#### Task:
Copy the passage below on England and France from "England had the" up to and including "government of the Catholic Church.", and swap "Magna Charta" for "Magna Carta".

#### Passage to read:
French unity is one of the principal results of a policy, which radical historians like Michelet, Quinet, Blanc, Esquiros, and H. Martin praise in a manner so compromising for the successors of St. Louis.

England had the good fortune to preserve all the political principles of the Catholic Middle Ages in her government, even after the troublous period of the Reformation; the best proof of which is, that she maintained an obstinate opposition to the introduction of the Roman code, whose royal Cæsarism overspread the whole continent of Europe from the period of the Renaissance. She preserved the text and principles of Magna Charta, a document having for its first signature the name of Stephen Langton, Cardinal of the Roman Church; she kept her old national traditions and ancient laws; and even to the present day points with pride to portions of her legislation dating back to the time of Alfred the Great; she maintained intact the interior organization of her secular government, and even in many respects the exterior form of the government of the Catholic Church.

Since the Reformation the remarkable phenomenon exists of one nation who ceased to be Catholic (by what unworthy means is well known) but yet preserved an administration which has to this day remained the most Catholic in Europe, whilst another, who from the fact that the great mass of its members were Catholic deserved the title of Eldest Daughter of the Church, has never ceased from the time of Louis XVI. to be governed by princes and statesmen whose political doctrines are at variance with the teaching of the Catholic Church.

#### Information provided:

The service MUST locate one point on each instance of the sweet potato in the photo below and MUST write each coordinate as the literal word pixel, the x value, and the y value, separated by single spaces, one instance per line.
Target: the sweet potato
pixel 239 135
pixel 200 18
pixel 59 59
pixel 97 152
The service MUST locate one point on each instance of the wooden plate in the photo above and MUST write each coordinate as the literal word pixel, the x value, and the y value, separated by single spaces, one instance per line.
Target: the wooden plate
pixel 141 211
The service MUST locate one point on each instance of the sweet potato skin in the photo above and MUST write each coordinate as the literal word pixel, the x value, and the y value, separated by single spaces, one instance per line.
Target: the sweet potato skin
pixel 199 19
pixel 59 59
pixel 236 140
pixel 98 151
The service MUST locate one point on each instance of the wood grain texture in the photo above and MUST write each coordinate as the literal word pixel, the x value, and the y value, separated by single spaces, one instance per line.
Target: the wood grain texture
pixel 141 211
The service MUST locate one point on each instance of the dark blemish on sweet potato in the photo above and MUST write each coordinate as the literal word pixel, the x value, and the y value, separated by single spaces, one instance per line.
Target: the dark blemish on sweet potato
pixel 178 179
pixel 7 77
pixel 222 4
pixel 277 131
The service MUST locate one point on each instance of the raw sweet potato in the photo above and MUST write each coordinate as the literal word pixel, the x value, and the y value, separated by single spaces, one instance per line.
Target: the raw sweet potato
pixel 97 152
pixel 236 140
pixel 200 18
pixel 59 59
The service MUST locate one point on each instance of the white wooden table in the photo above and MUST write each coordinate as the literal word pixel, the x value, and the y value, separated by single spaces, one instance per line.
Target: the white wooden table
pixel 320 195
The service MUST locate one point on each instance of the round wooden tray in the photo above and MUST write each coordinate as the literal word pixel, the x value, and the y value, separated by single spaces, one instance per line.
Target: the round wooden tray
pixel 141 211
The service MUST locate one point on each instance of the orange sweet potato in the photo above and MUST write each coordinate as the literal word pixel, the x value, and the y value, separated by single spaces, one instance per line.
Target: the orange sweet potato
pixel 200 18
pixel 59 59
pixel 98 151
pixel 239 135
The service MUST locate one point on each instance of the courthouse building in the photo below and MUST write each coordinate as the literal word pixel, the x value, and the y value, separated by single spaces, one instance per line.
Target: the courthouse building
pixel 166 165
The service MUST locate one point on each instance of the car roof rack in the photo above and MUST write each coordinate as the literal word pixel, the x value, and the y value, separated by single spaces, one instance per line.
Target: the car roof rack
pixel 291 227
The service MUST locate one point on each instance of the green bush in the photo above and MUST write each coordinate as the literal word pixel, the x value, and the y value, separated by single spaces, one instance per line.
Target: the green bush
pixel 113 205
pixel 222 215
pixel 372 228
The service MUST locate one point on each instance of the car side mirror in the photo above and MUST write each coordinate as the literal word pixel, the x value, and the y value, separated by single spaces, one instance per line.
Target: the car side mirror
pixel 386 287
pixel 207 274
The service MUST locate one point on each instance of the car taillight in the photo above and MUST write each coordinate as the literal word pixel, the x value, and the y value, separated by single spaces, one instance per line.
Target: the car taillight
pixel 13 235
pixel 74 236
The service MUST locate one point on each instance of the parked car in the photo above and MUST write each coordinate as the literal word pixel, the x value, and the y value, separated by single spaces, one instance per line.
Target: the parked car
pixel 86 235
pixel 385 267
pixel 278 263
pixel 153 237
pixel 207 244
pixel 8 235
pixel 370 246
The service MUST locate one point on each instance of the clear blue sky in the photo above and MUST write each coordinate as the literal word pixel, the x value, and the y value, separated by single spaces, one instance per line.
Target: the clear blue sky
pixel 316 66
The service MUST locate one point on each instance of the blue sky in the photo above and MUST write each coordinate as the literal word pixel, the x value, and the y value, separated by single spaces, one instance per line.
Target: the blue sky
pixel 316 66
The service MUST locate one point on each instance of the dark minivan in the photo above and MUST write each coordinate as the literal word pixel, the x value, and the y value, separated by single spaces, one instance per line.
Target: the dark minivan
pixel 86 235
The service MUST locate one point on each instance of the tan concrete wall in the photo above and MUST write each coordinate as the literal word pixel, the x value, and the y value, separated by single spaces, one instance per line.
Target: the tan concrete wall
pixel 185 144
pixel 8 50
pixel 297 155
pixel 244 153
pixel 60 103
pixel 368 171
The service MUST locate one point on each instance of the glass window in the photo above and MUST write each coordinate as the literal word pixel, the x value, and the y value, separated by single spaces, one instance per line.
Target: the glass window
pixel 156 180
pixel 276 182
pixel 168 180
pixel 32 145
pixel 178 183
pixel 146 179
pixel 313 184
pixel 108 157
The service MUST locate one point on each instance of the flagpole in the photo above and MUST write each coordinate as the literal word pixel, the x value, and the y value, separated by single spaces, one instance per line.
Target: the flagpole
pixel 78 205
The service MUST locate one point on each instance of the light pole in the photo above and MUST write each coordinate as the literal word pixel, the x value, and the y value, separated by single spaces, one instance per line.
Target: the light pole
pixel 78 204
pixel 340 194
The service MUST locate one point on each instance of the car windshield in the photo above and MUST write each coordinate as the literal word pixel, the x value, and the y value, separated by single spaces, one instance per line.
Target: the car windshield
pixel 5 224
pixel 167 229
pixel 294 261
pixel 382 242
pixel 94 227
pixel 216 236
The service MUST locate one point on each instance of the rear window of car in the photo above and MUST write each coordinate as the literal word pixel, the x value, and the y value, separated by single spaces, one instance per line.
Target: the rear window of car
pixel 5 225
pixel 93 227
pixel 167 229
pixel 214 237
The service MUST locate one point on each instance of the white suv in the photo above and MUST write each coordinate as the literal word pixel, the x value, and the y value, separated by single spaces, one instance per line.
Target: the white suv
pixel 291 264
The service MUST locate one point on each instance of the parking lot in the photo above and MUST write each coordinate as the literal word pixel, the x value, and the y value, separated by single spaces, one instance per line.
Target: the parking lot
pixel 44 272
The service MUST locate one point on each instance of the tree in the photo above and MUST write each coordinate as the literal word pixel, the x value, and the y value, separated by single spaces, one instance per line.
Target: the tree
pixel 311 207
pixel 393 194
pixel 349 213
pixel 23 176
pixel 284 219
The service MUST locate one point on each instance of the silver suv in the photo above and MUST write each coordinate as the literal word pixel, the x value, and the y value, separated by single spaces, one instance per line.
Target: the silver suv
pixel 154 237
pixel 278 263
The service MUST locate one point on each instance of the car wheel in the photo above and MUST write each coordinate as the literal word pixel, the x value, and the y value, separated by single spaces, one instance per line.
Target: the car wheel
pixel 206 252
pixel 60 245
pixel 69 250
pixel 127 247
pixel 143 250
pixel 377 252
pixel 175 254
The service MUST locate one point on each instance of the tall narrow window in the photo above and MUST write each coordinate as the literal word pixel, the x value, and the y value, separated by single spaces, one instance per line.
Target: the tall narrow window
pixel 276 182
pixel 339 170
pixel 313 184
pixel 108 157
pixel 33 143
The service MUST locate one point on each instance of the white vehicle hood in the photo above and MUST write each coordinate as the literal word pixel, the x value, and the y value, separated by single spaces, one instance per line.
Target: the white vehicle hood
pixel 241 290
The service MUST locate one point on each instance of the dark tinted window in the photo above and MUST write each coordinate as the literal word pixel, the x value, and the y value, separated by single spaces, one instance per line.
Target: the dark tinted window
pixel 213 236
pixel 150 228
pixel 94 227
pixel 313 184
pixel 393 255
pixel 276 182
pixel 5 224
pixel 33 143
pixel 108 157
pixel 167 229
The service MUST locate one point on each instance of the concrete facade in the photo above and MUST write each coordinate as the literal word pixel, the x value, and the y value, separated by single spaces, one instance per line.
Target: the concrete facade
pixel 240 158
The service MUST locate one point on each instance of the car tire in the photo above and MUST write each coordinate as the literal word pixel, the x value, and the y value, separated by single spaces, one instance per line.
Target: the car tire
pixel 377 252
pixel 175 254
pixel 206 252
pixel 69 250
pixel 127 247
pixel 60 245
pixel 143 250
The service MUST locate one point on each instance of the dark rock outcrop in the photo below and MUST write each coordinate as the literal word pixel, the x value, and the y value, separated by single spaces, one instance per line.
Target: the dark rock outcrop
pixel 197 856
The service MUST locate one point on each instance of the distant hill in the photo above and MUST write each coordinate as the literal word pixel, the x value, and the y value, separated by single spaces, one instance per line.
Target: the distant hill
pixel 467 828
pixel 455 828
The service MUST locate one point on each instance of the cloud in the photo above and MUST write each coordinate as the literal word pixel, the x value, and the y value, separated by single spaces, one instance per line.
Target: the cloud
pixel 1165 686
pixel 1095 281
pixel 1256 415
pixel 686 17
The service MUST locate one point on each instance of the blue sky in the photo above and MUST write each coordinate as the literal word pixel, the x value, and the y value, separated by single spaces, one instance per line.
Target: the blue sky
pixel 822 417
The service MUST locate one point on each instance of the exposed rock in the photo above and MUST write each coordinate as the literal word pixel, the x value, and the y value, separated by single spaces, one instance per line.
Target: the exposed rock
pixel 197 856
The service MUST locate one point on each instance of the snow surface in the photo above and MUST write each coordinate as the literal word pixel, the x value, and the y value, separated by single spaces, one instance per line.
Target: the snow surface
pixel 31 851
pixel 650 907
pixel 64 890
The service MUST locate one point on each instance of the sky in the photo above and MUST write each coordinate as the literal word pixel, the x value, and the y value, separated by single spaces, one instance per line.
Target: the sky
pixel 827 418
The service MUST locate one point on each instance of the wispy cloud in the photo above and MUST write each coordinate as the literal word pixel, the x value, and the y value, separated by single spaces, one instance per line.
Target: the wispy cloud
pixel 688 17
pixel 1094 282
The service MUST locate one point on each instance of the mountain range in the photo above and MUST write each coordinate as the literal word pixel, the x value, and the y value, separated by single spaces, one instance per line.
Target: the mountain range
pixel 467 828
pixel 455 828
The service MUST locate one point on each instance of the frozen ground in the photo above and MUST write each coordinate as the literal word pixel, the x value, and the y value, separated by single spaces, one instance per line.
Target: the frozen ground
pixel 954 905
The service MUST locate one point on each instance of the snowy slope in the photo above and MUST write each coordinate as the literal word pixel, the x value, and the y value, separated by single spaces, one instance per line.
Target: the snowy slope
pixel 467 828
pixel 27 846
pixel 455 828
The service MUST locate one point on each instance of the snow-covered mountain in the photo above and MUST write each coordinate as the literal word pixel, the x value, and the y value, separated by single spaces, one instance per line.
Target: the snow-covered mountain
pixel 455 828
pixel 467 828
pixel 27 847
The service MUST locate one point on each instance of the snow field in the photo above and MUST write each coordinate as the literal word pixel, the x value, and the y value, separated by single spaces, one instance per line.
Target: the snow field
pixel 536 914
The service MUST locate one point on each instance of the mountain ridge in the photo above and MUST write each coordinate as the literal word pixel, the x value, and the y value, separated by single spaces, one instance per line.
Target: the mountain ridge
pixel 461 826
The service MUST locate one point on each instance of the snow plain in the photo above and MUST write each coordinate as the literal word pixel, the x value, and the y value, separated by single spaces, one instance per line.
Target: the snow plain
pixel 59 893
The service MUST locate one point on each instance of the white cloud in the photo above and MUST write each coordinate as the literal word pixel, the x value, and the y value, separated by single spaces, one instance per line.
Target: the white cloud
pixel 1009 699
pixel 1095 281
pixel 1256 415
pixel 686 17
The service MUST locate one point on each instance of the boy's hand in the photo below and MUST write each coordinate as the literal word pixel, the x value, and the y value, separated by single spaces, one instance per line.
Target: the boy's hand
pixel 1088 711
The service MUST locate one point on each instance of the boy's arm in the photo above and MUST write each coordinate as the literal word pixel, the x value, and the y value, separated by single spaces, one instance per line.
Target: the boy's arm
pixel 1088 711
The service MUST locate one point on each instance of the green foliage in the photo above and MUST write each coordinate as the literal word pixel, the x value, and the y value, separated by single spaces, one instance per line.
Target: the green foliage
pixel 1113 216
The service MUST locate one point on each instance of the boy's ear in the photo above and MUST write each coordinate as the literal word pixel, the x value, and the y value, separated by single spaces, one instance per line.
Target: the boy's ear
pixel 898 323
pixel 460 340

#### Task output:
England had the good fortune to preserve all the political principles of the Catholic Middle Ages in her government, even after the troublous period of the Reformation; the best proof of which is, that she maintained an obstinate opposition to the introduction of the Roman code, whose royal Cæsarism overspread the whole continent of Europe from the period of the Renaissance. She preserved the text and principles of Magna Carta, a document having for its first signature the name of Stephen Langton, Cardinal of the Roman Church; she kept her old national traditions and ancient laws; and even to the present day points with pride to portions of her legislation dating back to the time of Alfred the Great; she maintained intact the interior organization of her secular government, and even in many respects the exterior form of the government of the Catholic Church.